Provided entries.
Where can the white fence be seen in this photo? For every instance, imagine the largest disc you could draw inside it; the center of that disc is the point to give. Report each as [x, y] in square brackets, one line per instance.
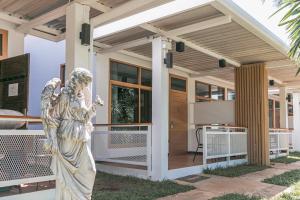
[123, 144]
[223, 142]
[22, 157]
[279, 142]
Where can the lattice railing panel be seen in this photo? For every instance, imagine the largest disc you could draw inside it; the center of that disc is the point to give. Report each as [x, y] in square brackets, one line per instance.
[23, 157]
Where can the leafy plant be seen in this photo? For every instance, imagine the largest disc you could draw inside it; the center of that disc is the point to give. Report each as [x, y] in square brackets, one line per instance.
[291, 22]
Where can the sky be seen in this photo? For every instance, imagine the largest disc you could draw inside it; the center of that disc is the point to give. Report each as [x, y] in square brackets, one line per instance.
[262, 12]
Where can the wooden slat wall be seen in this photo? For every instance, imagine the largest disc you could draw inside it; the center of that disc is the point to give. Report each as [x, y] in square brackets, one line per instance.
[252, 110]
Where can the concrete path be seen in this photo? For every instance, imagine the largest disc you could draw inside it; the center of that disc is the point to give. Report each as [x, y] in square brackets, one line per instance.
[247, 184]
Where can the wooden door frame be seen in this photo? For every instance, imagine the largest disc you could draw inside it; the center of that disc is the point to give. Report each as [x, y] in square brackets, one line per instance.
[182, 92]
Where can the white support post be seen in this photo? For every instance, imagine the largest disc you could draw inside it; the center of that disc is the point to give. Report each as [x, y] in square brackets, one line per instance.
[160, 110]
[204, 146]
[149, 151]
[283, 107]
[296, 120]
[77, 55]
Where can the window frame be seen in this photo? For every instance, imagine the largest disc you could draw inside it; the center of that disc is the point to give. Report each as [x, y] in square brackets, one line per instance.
[197, 97]
[138, 86]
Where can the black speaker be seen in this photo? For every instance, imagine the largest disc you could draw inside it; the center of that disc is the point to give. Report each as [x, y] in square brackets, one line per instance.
[222, 63]
[180, 46]
[169, 60]
[85, 34]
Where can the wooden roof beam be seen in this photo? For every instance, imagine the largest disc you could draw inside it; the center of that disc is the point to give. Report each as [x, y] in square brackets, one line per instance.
[95, 4]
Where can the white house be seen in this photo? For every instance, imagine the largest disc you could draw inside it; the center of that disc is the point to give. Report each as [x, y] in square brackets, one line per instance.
[200, 85]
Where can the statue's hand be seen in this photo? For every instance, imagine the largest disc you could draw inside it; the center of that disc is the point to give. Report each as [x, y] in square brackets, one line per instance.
[99, 101]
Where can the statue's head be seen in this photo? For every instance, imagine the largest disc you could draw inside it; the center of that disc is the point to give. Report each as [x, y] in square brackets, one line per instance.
[80, 78]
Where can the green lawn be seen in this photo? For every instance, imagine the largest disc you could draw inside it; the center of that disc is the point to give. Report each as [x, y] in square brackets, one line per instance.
[294, 195]
[235, 196]
[292, 157]
[286, 179]
[235, 171]
[112, 187]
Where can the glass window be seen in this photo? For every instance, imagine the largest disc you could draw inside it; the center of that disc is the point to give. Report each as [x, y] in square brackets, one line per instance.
[124, 73]
[146, 106]
[202, 90]
[290, 109]
[271, 114]
[146, 77]
[124, 105]
[230, 94]
[217, 93]
[277, 114]
[178, 84]
[1, 44]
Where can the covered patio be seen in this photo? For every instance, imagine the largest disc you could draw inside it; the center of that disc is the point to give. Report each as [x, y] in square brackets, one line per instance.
[202, 106]
[212, 31]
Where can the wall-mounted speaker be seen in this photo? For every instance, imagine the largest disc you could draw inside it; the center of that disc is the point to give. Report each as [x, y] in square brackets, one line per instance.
[169, 60]
[180, 46]
[222, 63]
[85, 34]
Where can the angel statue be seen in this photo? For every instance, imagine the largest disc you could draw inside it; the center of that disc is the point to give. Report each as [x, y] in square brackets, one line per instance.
[66, 117]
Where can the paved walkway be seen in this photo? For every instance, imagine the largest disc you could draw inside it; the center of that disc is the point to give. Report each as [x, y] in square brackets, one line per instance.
[247, 184]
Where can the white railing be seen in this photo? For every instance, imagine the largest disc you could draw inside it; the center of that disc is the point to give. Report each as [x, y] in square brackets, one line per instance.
[123, 144]
[279, 142]
[223, 142]
[22, 157]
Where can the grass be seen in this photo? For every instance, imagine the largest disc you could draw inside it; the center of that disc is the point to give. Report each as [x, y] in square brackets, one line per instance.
[286, 179]
[235, 196]
[292, 157]
[112, 187]
[294, 195]
[235, 171]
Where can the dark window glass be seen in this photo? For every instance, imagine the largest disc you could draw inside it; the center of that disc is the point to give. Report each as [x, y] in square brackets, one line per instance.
[146, 77]
[146, 106]
[271, 114]
[202, 90]
[230, 95]
[124, 105]
[123, 72]
[178, 84]
[217, 93]
[1, 44]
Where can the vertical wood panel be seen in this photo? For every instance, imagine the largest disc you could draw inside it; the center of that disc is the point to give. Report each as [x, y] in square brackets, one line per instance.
[251, 82]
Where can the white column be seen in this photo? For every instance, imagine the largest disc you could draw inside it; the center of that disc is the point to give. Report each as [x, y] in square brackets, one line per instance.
[160, 110]
[283, 108]
[77, 55]
[296, 120]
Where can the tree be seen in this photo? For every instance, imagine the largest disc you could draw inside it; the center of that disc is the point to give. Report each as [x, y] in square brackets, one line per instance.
[291, 22]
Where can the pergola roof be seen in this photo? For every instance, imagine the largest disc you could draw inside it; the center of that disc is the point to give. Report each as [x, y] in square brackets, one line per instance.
[217, 30]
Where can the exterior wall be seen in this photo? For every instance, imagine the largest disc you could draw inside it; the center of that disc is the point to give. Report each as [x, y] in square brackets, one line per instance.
[45, 60]
[15, 39]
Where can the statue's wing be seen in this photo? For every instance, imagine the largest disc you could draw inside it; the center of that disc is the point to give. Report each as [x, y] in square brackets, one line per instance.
[87, 96]
[50, 122]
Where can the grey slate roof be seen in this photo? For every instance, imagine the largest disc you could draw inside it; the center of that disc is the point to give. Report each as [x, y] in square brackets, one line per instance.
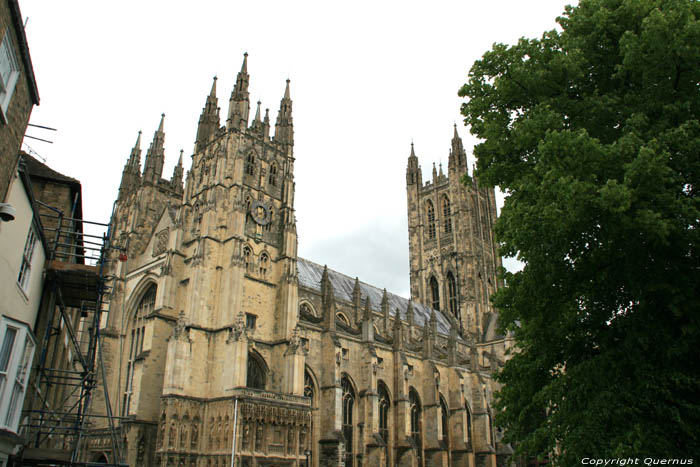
[310, 275]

What is asked. Leave out the pictures and give the rest of the records again exactly.

Task solution.
Where can the white fence be seen in this photo? For every instance, imagine the largest disc you could draw inside it; the center of that disc is the point to give. Report each as [x, y] in square brackets, one line per instance.
[123, 144]
[223, 142]
[22, 157]
[279, 142]
Where can the lattice railing panel be seen in this photo? For every instance, imagine the largest disc you could draw inside it; the center of that disc is the point to give. Report each as [x, y] in square brackets, one line per instance.
[23, 157]
Where can the leafy plant be seen in this photo? For every instance, imagine the largest disc you could draw inside it; the center of that disc is the point to give. Report each as [x, y] in square brackets, one line per instance.
[291, 22]
Where can the sky be seen in this photo? For every instance, imagine the largest disc you could draw inside it; the center of that disc is the point to give. Report each as [x, y] in square brackets, one line per instance.
[262, 12]
Where can the wooden slat wall be seen in this photo? For every instance, imagine the largest disc you could draw inside it; the center of that disc is the point to give. Report each as [x, y] in square brackets, one line per instance.
[252, 110]
Where can the concrete path be seen in this photo? For every instance, imagine the largest disc you could draw inside it; the center of that disc is the point to give. Report each as [x, y] in square brackets, one line per instance.
[247, 184]
Where can the wooden door frame be seen in this photo? For every instance, imagine the largest disc you could draw inside it; the center of that disc is the point to give. Report each as [x, y] in square brackets, one line per instance.
[182, 92]
Where can the white support post be seen in this photo? For every instance, imagine the largest disc you could draw inside it; the center of that disc is the point to give. Report each as [x, y] in square brackets, one line per instance.
[160, 110]
[204, 146]
[149, 151]
[283, 107]
[296, 120]
[77, 55]
Where can the window frame be seen in this photo? For every instance, imagine the largest disc you could draw inside it; the center of that disc is the point to give. Report each as [x, y] in square brackets, one line per instance.
[197, 97]
[138, 86]
Where can the black speaker be seen in this photo? For every instance, imagine the largest disc you could draw inside it; the center of that disc is the point to give. Report each as [x, y] in square brackets, one line per instance.
[222, 63]
[180, 46]
[169, 60]
[85, 34]
Where can the wooden roof beam be seen in this photo? For every instance, imagine the largest disc you could draw inside it; the center of that disc is the point to give. Report each as [x, y] in square brackets, one line per instance.
[95, 4]
Where can the white house be seen in this photo? For every instance, imagine the largest disc you could draw inside it; the center of that disc is the point to give. Report each as [x, y] in square brackets, one line per instance.
[200, 85]
Where can the statue's hand be seen in this photo? For every instance, imagine the largest disc you could draw inside it; the center of that disc is the point to give. Report each as [x, y] in square brackets, one line per instance.
[99, 101]
Where can the statue's head be seen in this photo? For every instance, imagine the largest disc you could draw inside it; the center of that disc is the point to give. Report each as [x, y] in square brackets, one line per instance.
[80, 78]
Where can the green lawn be seen in this photo? For every instance, imagine the largest disc you could draw inside it; the center of that disc is the point to give. Report each as [x, y] in square brackets, one line per instance.
[294, 195]
[235, 196]
[292, 157]
[286, 179]
[235, 171]
[112, 187]
Where can the glass window be seen in this photo? For every instance, imagine the largest disc you could draw inside it; the center of that disc is the point to give. Report each as [x, y] in square brackets, one line per instance.
[124, 73]
[146, 106]
[202, 90]
[290, 109]
[271, 114]
[146, 77]
[124, 105]
[230, 94]
[217, 93]
[277, 114]
[178, 84]
[1, 44]
Where can the covered patio be seen in this photo? For every instance, imagine the largest disc you could draw inside it; the center of that disc is the point to give. Report each as [x, y] in square brackets, one line per instance.
[202, 106]
[212, 31]
Where can the wall-mounted speaker be seen in this photo? For every instance, imagine the largest disc you could draw inside it; the center of that disc is the point to give. Report each as [x, y] in square brackets, one line per instance.
[169, 60]
[180, 46]
[222, 63]
[85, 34]
Where can the angel statue be seen in this photo? For every instance, imagine the largest disc you could draw inside it; the center of that disc is the point to give. Report each as [x, y] in square brackets, one line per instance.
[66, 117]
Where can the paved walkway be seen in this photo? For every instance, imagine the largest disc you could draw inside it; the center of that disc is the point to give. Report each as [x, y] in square brackets, one line per instance.
[247, 184]
Where can the white railing be seen in this photo? For every instance, imagine the largest disc you could draw inside it; the center of that disc is the point to give. Report each as [x, y] in square brackets, one line per instance.
[123, 144]
[279, 142]
[223, 142]
[22, 157]
Where can the grass be seen in this photo? For every instance, imagine the largest disc you could draw inside it; the center of that disc is the point to give. Report each as [x, y] in square brackets, one line per instance.
[286, 179]
[235, 196]
[292, 157]
[112, 187]
[294, 195]
[235, 171]
Where can the dark window glass be seen in this photo? For every instance, imagine the largest disc you could draw inside it; the center of that disc is the point to give. Report each as [x, y] in square brackets, one line per instance.
[146, 77]
[146, 106]
[271, 114]
[202, 90]
[230, 95]
[124, 105]
[123, 72]
[178, 84]
[217, 93]
[1, 44]
Where can the vertical wood panel be seen in this photo? For every instance, imagine the largest disc you could draw inside it; the center of that disc is the point to give. Report each as [x, y] in square brackets, one line per instance.
[251, 82]
Where can the white column be seen in this photo? For every instance, imagine the largest disc you could draw inside it; the center of that disc is the point to give. Report each as [x, y] in square brackets, one line per instance.
[160, 110]
[283, 108]
[77, 55]
[296, 120]
Where can the tree be seen in this photo? For every instance, imagine the largest disc you could draw inside it; the center of that disc is the point to give. Report each as [x, y] in square brackets, one line per instance.
[291, 22]
Where can the pergola roof be seen in this photo? For every instance, imagine the largest disc you could draw inside it; the center of that disc is the point to give. Report each as [x, y] in square brackets, one line per instance.
[217, 30]
Where can the exterior wall be seen in this photo? For every instance, imagine the largest disc you could draw inside it; the center of that disc is the point to give. Report each as [x, y] in square brackets, one line per instance.
[45, 60]
[15, 39]
Where can the statue's wing be seen in this photo? For every instance, imagine the largest disc you could draw inside it; the center of that disc is the point to give. Report each as [x, y] in square brackets, one line per instance.
[87, 96]
[50, 122]
Where can the grey slate roof be seen in this photo? For every instance, imagine the largest disc you could draw inside it; the center of that disc is the point to give. Report each as [x, y] in square brackets, one line per instance.
[310, 275]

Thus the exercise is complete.